◆ Document segment
_____
Sunburn, or solar erythema, is a short-term skin response to excessive amounts of ultraviolet (UV) radiation, mostly from the sun or from tanning lamps. There are two types of UV rays that are received by the skin during sun exposure, even when it is not during the zenithal times of 10 am to 4 pm; UVA and UVB rays.
UVA radiation has a longer wavelength than UVB and therefore penetrates deeper into the skin, though UVB rays are more powerful. UV rays promote mutations in the DNA of the skin cells and so cause a higher risk of skin cancers such as basal cell and squamous cell carcinomas and melanoma. It is estimated that up to 90% of skin cancers are associated with a history of sunburn or sun exposure.
Intermittent non-zenithal sun exposure and sunburns are most strongly linked with a high melanoma incidence but interestingly, chronic exposure to the sun has failed to show this association. Individuals who have used tanning beds to induce a sun tan, starting from before they were 35 years old, have shown a two-fold risk of developing melanoma. Again, individuals who have left their native temperate climes to migrate to other places with high sunlight or UV exposure have a high risk of melanoma.
Accumulated high sun exposure is linked to basal cell and squamous cell carcinomas, but intermittent exposure is also linked to a higher rate of basal cell tumors. The common factor between the causation of these tumors and melanoma is the history of sunburn. Sunburn in childhood and the use of tanning beds or lamps increased the risk of squamous cell carcinomas, but sunburn at any age was associated with a higher risk of basal cell carcinomas.
_____
◆ Supplied entries
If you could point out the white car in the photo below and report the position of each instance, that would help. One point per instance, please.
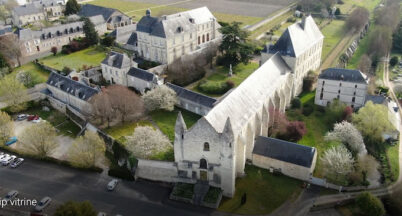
(112, 184)
(11, 195)
(9, 160)
(43, 204)
(17, 162)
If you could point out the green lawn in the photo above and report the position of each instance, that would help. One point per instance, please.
(166, 120)
(393, 158)
(265, 192)
(38, 74)
(333, 33)
(317, 124)
(57, 119)
(240, 73)
(90, 57)
(137, 11)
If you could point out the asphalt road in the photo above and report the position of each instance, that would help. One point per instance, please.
(36, 179)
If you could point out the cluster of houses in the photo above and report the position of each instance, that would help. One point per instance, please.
(233, 129)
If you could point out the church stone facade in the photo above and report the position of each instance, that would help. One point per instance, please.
(216, 148)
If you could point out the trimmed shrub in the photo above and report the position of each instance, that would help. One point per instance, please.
(295, 103)
(370, 205)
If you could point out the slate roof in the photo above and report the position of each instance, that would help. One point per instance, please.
(117, 60)
(27, 9)
(284, 151)
(297, 38)
(192, 96)
(169, 25)
(71, 87)
(141, 74)
(345, 75)
(376, 99)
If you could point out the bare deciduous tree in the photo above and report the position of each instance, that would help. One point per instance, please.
(346, 133)
(161, 97)
(14, 93)
(147, 141)
(87, 150)
(357, 19)
(6, 127)
(125, 102)
(337, 162)
(39, 139)
(10, 48)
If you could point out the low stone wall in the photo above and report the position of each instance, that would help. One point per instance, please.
(157, 170)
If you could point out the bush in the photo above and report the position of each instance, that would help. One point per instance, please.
(295, 103)
(210, 87)
(308, 109)
(370, 205)
(122, 173)
(394, 60)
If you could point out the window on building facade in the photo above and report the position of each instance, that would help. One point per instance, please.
(206, 146)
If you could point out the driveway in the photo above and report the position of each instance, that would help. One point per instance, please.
(35, 179)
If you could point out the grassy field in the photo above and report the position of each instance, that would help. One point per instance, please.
(240, 73)
(317, 124)
(166, 120)
(90, 57)
(126, 129)
(333, 33)
(393, 158)
(57, 119)
(37, 73)
(265, 192)
(137, 10)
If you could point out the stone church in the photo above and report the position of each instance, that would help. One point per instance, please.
(216, 148)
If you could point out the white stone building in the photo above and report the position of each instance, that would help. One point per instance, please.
(169, 37)
(63, 91)
(300, 46)
(348, 86)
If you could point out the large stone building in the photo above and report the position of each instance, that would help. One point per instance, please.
(300, 46)
(164, 39)
(113, 17)
(37, 42)
(64, 92)
(348, 86)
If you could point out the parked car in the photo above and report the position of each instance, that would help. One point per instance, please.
(37, 120)
(112, 184)
(33, 117)
(44, 202)
(8, 161)
(11, 141)
(17, 162)
(11, 195)
(22, 117)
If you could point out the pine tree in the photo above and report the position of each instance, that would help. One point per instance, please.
(91, 35)
(72, 7)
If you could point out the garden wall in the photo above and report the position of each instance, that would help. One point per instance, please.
(157, 170)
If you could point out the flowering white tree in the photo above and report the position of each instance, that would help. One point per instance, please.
(146, 142)
(161, 97)
(337, 162)
(348, 134)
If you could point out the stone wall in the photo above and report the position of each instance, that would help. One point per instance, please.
(157, 170)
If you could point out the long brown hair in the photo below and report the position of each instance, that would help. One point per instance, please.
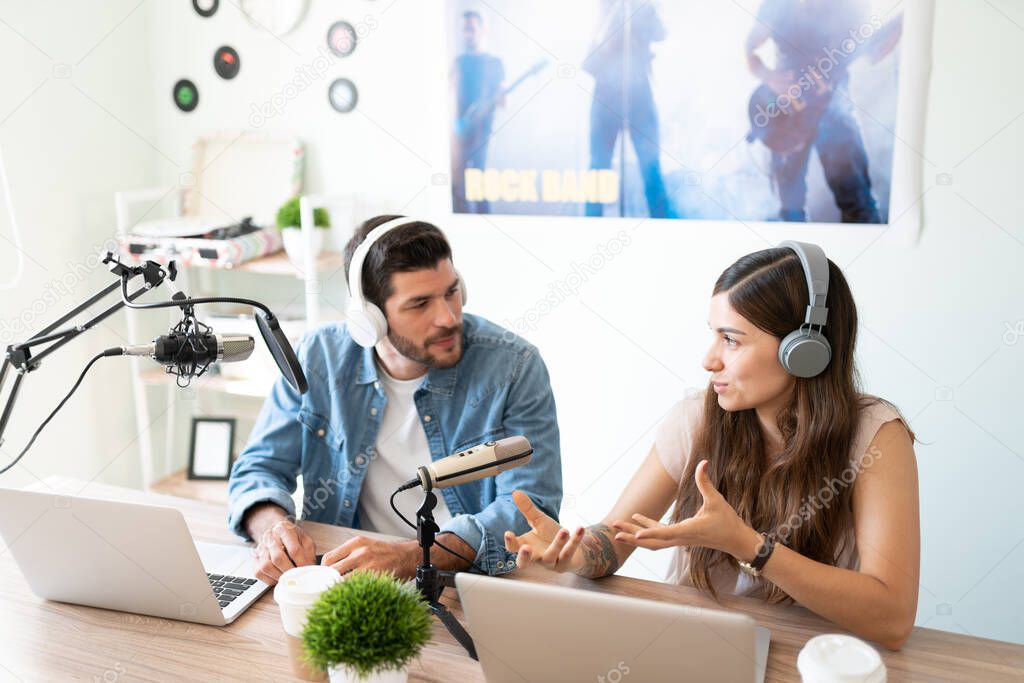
(818, 426)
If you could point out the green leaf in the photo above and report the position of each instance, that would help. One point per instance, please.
(370, 623)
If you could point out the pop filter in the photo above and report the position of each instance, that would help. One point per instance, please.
(282, 350)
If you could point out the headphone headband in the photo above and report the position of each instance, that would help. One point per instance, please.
(815, 263)
(806, 351)
(363, 250)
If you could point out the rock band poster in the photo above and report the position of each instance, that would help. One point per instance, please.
(802, 111)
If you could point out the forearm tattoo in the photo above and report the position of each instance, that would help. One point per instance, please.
(599, 558)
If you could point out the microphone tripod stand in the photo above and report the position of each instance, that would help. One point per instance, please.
(430, 581)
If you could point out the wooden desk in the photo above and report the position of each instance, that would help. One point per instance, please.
(41, 640)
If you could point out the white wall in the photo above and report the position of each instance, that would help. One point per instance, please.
(71, 133)
(629, 345)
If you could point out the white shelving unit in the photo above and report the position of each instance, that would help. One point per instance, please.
(145, 374)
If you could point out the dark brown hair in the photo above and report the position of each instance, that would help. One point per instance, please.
(818, 426)
(414, 247)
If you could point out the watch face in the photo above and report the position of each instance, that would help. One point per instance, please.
(341, 38)
(205, 7)
(185, 95)
(343, 95)
(225, 62)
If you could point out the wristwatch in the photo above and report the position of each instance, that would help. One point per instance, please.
(754, 567)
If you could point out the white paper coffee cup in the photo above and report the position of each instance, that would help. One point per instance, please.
(297, 590)
(840, 658)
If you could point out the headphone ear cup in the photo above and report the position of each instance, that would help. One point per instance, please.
(367, 325)
(805, 352)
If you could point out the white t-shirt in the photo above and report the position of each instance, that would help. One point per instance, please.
(401, 447)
_____
◆ Exercise 1
According to the sunburn passage, what share of skin cancers is estimated to be associated with a history of sunburn or sun exposure?
◆ Exercise 2
For each statement, decide whether the sunburn passage supports it, and answer yes or no with the deciding words from the passage: (a) UVA rays penetrate deeper into the skin than UVB rays. (b) Chronic sun exposure has shown a strong association with melanoma. (c) Sunburn at any age was associated with a higher risk of basal cell carcinomas.
◆ Exercise 3
Translate this sentence from the sunburn passage into Spanish: "Individuals who have used tanning beds to induce a sun tan, starting from before they were 35 years old, have shown a two-fold risk of developing melanoma."
The records play no part in this work.

◆ Task answer 1
Up to 90% of skin cancers.

◆ Task answer 2
(a) Yes: "UVA radiation has a longer wavelength than UVB and therefore penetrates deeper into the skin"
(b) No: "chronic exposure to the sun has failed to show this association"
(c) Yes: "sunburn at any age was associated with a higher risk of basal cell carcinomas"

◆ Task answer 3
Las personas que han utilizado camas solares para inducir un bronceado, comenzando antes de los 35 años de edad, han mostrado el doble de riesgo de desarrollar melanoma.